— TAREA PROPUESTA —
Prolonga el texto sobre la novela de Rafael Marín y los niños de Samarcanda a partir de su última oración.

— EXTRACTO DE ORIGEN —
Rafael Marín, el niño de Samarcanda que terminó viajando a través de las palabras, ha firmado el retrato robot de una redada. Ahí, en las páginas de esta novela tan bien escrita como bien recordada, están todos los que fuimos niños de Samarcanda. Algunos de los nuestros como Juanito Mateos, que terminó siendo cómico de la legua en una televisión balear, Manolo Ruiz Torres, aquel narrador carlista que sólo escribía poemas cuando era desgraciado, Antonio Anasagasti, que siguió escribiendo versos bajo todas las estrellas del ejército y la guitarra libertaria de Leo Hernández, que ahora vende pescado como antes repartía gratuitamente ideología y sonrisas al mejor postor en afecto. Niños y niñas de Samarcanda, como Ana Sánchez, nuestra cómplice, la tez sonrosada de Dori Barrios y la mirada freudiana de Angela Muñoz. Niñas y niños como José Ángel González, que fue satanista y baudelariano hasta que llegó a la mayor cumbre soñada por todos, la de ejercer durante un tiempo como mayorista de lencería femenina. Era el rotring de Miguel Martínez, de Ángel Olivera y de Carlos Forné, la voz madrileña y andalucista de Fernando Santiago, el flequillo de Manolo Chulián, el maoísmo de Joman Ales. Eramos mucho más que los cinco de Enyd Blyton aunque algunos terminaran aburriéndose de buscar a Samarcanda y terminaran arrellanados en un piso confortable o en una estación de cercanías.

— DATOS MOSTRADOS —
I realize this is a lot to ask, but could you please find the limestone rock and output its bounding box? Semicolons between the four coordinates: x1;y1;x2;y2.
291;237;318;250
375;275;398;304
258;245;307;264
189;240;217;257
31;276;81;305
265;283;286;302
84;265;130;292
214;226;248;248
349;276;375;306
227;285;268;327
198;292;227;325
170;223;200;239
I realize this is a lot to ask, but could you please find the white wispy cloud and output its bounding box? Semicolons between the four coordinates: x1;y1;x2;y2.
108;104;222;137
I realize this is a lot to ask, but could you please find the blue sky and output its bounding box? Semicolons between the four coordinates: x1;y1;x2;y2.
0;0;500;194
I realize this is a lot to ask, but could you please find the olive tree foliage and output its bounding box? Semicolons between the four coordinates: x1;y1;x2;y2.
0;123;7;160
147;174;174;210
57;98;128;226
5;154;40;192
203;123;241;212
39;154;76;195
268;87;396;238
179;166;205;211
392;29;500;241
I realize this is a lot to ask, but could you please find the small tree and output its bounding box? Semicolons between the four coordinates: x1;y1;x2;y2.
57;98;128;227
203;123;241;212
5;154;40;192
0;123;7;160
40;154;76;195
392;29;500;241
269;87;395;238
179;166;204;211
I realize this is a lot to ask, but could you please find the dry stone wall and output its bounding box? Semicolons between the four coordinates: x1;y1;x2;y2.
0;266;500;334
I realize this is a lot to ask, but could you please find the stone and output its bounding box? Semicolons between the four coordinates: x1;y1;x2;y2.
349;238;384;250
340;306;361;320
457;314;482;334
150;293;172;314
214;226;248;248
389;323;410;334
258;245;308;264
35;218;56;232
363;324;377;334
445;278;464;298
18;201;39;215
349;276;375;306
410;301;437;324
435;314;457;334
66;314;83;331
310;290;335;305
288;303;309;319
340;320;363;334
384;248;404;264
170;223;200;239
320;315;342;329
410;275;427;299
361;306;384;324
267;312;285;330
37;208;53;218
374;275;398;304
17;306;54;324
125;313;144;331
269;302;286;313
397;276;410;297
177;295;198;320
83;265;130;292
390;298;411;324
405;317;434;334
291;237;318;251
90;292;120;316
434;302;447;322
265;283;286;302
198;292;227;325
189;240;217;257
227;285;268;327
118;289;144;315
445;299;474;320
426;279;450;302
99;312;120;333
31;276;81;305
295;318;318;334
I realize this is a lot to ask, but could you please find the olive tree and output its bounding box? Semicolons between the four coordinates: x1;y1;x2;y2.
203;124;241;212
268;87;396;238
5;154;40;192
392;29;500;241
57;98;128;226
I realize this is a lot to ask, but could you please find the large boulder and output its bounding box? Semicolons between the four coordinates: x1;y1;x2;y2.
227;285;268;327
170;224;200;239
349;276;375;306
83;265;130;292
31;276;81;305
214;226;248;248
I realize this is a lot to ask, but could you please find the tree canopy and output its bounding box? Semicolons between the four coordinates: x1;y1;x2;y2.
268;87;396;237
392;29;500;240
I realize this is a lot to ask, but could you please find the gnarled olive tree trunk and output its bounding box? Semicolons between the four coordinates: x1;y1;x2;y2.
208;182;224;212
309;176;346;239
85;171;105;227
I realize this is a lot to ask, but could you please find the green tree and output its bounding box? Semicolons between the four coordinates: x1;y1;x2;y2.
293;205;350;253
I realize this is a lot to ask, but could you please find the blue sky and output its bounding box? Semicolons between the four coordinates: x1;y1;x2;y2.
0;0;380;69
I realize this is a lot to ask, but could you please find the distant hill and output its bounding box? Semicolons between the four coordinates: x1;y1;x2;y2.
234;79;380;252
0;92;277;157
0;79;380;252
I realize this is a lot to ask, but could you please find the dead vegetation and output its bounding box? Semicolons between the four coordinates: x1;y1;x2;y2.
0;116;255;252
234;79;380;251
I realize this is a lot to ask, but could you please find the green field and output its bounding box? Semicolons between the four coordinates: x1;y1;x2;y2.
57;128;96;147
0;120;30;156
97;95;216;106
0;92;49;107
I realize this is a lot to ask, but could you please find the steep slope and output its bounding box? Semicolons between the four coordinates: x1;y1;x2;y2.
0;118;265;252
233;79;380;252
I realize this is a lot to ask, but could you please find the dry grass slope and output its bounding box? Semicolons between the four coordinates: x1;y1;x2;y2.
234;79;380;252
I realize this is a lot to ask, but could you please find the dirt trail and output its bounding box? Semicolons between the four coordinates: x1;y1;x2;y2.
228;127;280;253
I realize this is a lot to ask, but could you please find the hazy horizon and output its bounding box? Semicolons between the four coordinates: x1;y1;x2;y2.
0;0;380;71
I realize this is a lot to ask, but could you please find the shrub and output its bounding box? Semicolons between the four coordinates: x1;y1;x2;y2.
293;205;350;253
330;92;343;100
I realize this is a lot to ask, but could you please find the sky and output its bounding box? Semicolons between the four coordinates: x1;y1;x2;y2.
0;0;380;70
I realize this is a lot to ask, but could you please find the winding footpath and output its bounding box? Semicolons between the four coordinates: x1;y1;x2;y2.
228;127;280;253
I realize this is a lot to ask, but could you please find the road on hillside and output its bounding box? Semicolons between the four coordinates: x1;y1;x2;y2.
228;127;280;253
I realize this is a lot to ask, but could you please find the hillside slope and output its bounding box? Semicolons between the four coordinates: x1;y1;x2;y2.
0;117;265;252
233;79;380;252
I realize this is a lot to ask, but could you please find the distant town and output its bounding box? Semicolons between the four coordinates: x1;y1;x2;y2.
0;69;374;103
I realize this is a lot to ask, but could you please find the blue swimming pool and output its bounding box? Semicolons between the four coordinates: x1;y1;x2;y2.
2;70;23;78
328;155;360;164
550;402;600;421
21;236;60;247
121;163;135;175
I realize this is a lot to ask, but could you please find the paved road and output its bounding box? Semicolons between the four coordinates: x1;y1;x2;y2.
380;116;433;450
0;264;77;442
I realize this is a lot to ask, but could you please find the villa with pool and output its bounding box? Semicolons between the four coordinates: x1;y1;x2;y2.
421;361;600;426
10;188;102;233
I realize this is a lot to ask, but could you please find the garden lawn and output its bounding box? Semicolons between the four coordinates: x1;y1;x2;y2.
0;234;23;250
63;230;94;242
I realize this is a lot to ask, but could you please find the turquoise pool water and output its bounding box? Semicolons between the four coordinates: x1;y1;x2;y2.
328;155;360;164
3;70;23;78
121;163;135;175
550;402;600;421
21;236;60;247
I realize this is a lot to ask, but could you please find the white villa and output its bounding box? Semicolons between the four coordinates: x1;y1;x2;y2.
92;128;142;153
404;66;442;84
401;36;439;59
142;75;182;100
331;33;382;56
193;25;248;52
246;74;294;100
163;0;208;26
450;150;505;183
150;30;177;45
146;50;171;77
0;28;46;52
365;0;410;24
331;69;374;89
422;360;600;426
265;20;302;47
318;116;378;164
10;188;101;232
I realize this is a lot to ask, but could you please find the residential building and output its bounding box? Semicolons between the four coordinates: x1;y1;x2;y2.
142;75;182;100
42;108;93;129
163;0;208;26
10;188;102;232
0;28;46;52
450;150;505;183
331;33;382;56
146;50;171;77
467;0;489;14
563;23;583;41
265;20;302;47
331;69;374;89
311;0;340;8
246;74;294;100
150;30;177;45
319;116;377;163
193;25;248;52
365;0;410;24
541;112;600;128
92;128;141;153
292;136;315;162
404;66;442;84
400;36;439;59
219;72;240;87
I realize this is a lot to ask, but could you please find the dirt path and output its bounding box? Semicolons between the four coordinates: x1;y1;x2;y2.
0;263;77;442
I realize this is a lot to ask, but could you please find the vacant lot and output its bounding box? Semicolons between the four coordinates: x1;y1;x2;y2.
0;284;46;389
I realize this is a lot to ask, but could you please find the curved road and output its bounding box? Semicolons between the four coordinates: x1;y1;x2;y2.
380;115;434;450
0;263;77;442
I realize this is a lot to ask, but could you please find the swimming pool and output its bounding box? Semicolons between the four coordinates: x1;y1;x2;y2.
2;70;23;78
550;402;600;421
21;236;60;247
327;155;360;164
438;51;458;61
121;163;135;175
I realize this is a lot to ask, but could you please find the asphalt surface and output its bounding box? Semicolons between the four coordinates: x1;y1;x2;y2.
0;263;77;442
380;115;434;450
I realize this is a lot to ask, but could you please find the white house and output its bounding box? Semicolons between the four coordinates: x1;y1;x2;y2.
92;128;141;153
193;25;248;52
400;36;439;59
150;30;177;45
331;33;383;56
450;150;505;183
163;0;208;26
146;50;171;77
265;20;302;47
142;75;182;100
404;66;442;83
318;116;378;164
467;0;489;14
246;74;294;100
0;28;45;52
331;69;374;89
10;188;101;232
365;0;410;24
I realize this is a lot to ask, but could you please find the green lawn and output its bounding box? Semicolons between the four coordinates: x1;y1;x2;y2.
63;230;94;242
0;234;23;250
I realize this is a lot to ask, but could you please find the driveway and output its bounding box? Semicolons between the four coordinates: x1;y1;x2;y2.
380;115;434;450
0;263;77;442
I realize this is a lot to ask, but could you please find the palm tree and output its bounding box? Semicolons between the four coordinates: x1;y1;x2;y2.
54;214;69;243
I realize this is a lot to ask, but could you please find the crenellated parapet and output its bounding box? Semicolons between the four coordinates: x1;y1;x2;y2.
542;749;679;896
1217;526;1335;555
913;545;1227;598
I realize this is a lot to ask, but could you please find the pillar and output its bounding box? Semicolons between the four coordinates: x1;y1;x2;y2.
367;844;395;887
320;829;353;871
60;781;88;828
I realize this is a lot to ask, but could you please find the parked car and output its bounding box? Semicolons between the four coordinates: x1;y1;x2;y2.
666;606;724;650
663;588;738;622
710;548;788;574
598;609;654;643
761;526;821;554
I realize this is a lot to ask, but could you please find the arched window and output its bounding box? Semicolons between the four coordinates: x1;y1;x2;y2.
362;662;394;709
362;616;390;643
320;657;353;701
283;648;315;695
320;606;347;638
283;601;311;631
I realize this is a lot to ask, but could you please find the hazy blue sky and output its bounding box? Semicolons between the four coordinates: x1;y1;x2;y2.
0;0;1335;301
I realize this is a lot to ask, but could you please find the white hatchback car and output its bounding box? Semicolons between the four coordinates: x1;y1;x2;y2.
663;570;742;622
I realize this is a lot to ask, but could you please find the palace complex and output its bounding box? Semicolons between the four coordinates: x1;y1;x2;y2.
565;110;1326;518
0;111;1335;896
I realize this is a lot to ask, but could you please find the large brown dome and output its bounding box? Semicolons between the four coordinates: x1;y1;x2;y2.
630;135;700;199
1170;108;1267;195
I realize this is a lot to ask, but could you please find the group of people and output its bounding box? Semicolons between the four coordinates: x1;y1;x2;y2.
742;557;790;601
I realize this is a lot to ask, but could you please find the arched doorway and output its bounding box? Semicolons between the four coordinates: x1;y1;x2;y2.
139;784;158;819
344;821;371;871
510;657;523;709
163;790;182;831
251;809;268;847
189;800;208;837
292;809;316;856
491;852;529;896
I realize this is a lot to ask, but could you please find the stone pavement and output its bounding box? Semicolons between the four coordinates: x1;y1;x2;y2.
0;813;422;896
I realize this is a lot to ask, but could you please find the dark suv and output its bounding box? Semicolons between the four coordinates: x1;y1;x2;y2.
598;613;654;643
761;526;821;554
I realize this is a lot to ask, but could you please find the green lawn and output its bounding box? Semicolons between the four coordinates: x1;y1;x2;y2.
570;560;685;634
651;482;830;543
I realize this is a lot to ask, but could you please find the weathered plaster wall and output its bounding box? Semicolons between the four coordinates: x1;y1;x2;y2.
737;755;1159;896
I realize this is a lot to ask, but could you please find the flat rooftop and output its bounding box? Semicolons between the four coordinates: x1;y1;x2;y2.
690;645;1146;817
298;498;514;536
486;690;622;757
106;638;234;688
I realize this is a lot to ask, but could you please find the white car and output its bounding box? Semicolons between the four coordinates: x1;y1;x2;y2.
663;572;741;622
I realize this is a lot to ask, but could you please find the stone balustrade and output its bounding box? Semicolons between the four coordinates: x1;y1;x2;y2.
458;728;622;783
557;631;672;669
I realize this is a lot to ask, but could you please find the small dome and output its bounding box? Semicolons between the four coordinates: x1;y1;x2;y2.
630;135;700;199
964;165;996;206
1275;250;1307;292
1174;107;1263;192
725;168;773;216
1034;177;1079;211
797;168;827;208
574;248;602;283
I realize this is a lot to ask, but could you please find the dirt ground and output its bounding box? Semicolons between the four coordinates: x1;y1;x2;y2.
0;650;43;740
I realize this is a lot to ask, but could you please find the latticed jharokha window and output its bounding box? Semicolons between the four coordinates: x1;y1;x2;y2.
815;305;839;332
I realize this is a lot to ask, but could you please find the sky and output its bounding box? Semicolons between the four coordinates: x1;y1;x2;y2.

— RESULTADO FINAL —
Otros llegaron más lejos, cabalgando junto a nosotros como Carlos Pacheco y Oscar Lobato, atesorando ese raro aroma de la aventura como un tesoro fabuloso cuyo mapa entregaríamos a nuestros nietos o a nuestros fantasmas, antes de que nos quiten lo bailao, que al paso que vamos terminarán quitándonoslo.
Rafa y yo, también muchos más y entre ellos algunos de los que ni siquiera he citado, seguimos buscando la ruta de Samarcanda. Pero no se trata de una hazaña sino de una necesidad. Quizá no estamos procurando un sitio remoto sino que estamos desorientados y sin lucero del alba, encerrados en el laberinto de una generación que fue capaz de casi todos los sueños y terminó resignándose a sacrificarlos uno a uno. Quizá no estemos siguiendo la brújula maravillosa de los horizontes perdidos sino que, a duras penas, estamos perdidos y sin horizontes. Aunque también es cierto que tal vez prefiramos perdernos simplemente a encontrarnos, simples, en un lugar que no sea el que deseábamos.
Rafael Marín ha escrito un ovillo de memoria de cuyo hilo podemos servirnos tal vez para saber quienes fuimos antes de que empezaran a salirnos las alas. Pero también es una novela que nos sirve para justo lo contrario, para seguir profundizando en esa larga expedición hacia el centro de nosotros mismos. A lo peor Samarcanda será la tierra en que, espero que sea nunca, nos sorprenda la muerte. Pero a lo mejor, es el confín en donde más temprano que tarde nos sorprenda la vida, allí donde los seres libres vuelvan a pasear por las grandes alamedas.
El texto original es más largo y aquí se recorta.